> _Task goal_: Tally the lines in the data that follows that include the word "head", and report nothing but the total.
▼
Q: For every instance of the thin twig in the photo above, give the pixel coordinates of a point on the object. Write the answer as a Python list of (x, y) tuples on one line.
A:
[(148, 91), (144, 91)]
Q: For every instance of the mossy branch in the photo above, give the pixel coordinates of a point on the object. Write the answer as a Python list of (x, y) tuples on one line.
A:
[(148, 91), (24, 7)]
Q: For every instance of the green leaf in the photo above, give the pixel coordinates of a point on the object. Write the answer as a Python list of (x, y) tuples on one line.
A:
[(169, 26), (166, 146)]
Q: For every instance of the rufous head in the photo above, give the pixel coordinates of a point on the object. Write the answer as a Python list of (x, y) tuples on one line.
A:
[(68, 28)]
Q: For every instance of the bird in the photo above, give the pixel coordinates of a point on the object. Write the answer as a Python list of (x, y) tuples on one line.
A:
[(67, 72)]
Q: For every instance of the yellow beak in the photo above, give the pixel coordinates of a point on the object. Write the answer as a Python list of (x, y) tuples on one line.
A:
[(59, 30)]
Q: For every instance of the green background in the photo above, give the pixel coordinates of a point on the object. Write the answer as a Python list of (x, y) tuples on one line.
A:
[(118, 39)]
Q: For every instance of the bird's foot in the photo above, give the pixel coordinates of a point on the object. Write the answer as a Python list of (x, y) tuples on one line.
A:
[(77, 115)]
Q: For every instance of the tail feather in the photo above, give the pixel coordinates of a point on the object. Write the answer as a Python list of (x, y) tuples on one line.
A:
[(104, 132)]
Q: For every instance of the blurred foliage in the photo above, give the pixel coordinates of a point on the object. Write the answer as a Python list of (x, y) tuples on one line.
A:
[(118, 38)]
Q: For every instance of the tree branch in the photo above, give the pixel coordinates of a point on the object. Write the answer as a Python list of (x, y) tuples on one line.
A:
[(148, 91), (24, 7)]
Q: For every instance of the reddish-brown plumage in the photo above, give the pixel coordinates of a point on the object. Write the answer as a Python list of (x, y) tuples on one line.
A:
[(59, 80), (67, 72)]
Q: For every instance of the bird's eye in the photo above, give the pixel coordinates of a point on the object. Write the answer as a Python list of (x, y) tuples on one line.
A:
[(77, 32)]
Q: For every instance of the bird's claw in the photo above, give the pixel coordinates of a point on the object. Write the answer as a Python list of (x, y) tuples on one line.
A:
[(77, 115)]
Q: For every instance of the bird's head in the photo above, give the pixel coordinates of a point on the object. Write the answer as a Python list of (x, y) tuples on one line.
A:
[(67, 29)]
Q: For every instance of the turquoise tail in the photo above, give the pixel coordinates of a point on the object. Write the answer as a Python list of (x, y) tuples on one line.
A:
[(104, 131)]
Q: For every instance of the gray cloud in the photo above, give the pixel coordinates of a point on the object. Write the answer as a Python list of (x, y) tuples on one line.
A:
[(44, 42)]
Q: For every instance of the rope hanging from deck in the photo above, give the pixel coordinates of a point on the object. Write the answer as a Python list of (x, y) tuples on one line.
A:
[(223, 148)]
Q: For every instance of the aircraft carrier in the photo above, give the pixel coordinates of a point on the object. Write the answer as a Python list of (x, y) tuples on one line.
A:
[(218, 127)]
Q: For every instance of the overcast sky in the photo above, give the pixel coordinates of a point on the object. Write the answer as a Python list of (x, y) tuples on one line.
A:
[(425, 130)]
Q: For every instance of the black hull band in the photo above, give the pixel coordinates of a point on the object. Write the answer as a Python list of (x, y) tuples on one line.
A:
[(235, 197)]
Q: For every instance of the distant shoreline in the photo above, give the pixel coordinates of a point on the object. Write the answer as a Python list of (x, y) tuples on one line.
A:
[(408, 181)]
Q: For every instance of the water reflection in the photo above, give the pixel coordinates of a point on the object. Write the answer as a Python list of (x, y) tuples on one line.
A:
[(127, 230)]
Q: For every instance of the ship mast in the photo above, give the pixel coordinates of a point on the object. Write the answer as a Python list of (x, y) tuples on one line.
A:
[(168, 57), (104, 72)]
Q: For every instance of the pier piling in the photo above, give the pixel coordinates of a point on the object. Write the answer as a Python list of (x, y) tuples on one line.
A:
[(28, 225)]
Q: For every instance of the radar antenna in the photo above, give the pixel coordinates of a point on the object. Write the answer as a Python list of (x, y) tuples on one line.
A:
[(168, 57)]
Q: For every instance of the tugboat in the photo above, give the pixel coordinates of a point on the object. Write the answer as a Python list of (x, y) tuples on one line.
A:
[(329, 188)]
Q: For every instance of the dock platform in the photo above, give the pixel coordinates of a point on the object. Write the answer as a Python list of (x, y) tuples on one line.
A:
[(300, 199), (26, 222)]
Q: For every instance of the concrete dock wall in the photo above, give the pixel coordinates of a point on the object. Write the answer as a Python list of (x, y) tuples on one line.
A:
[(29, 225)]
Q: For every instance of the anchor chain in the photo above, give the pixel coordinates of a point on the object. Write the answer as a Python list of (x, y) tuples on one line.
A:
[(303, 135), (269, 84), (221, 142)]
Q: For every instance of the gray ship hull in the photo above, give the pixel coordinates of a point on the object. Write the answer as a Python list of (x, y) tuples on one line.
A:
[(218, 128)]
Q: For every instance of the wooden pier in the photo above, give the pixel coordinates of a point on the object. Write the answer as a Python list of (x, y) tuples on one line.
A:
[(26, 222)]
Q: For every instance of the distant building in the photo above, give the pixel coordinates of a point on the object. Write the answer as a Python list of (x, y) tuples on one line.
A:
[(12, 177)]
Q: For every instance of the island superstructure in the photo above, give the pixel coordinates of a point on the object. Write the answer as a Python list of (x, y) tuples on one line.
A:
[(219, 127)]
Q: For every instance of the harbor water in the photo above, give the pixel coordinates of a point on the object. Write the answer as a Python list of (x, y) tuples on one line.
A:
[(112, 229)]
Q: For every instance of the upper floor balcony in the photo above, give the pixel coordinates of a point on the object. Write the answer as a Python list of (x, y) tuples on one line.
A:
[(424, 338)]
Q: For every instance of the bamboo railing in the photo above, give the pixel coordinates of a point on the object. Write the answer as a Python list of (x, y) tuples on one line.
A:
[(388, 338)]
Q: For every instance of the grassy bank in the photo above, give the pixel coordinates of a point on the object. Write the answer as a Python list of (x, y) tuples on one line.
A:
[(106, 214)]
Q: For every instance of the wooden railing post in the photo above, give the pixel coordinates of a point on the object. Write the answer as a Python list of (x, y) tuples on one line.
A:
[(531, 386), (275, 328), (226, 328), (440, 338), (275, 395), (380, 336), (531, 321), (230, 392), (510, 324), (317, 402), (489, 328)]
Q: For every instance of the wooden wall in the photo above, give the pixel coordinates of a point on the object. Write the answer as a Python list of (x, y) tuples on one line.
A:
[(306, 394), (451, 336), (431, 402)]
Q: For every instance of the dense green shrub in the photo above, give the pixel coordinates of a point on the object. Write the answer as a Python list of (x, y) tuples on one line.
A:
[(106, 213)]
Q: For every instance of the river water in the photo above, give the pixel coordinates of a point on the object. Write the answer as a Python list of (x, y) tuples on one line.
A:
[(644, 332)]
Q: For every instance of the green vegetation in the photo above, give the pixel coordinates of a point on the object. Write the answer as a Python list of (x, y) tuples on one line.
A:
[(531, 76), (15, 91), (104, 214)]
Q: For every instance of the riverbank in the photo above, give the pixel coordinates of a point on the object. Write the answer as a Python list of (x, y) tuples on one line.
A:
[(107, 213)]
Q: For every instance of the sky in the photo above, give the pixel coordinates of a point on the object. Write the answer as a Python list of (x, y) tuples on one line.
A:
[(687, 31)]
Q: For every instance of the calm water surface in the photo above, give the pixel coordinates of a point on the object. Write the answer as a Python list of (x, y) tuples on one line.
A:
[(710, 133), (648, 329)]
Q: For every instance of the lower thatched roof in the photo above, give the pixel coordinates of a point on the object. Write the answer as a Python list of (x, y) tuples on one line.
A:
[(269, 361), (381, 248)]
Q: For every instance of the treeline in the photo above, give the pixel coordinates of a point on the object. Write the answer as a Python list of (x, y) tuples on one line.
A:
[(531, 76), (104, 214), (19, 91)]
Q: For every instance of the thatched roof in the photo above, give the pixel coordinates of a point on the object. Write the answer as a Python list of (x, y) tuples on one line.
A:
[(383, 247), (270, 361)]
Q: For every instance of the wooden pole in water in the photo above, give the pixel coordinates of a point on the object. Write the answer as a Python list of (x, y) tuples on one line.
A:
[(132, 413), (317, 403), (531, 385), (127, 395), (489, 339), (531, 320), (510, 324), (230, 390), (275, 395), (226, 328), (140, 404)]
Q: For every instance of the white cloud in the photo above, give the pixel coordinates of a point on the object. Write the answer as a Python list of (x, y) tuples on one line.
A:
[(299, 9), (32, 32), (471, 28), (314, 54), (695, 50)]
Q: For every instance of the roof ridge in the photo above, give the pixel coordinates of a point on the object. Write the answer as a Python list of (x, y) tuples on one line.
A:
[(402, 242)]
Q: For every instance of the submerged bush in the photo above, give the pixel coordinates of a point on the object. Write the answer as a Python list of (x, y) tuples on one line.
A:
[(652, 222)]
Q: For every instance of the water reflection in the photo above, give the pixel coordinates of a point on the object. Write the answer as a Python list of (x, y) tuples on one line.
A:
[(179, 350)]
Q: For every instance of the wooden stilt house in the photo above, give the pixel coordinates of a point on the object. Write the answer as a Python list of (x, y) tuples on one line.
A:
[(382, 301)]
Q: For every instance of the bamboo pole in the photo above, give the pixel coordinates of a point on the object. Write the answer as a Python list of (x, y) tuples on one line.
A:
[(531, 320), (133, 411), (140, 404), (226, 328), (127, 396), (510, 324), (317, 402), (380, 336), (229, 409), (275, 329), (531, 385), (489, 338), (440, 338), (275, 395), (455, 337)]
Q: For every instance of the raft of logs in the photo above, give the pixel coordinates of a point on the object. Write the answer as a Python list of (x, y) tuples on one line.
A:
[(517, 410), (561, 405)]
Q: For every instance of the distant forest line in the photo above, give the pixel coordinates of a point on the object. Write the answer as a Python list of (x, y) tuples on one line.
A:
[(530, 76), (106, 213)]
▲
> _Answer section_: 2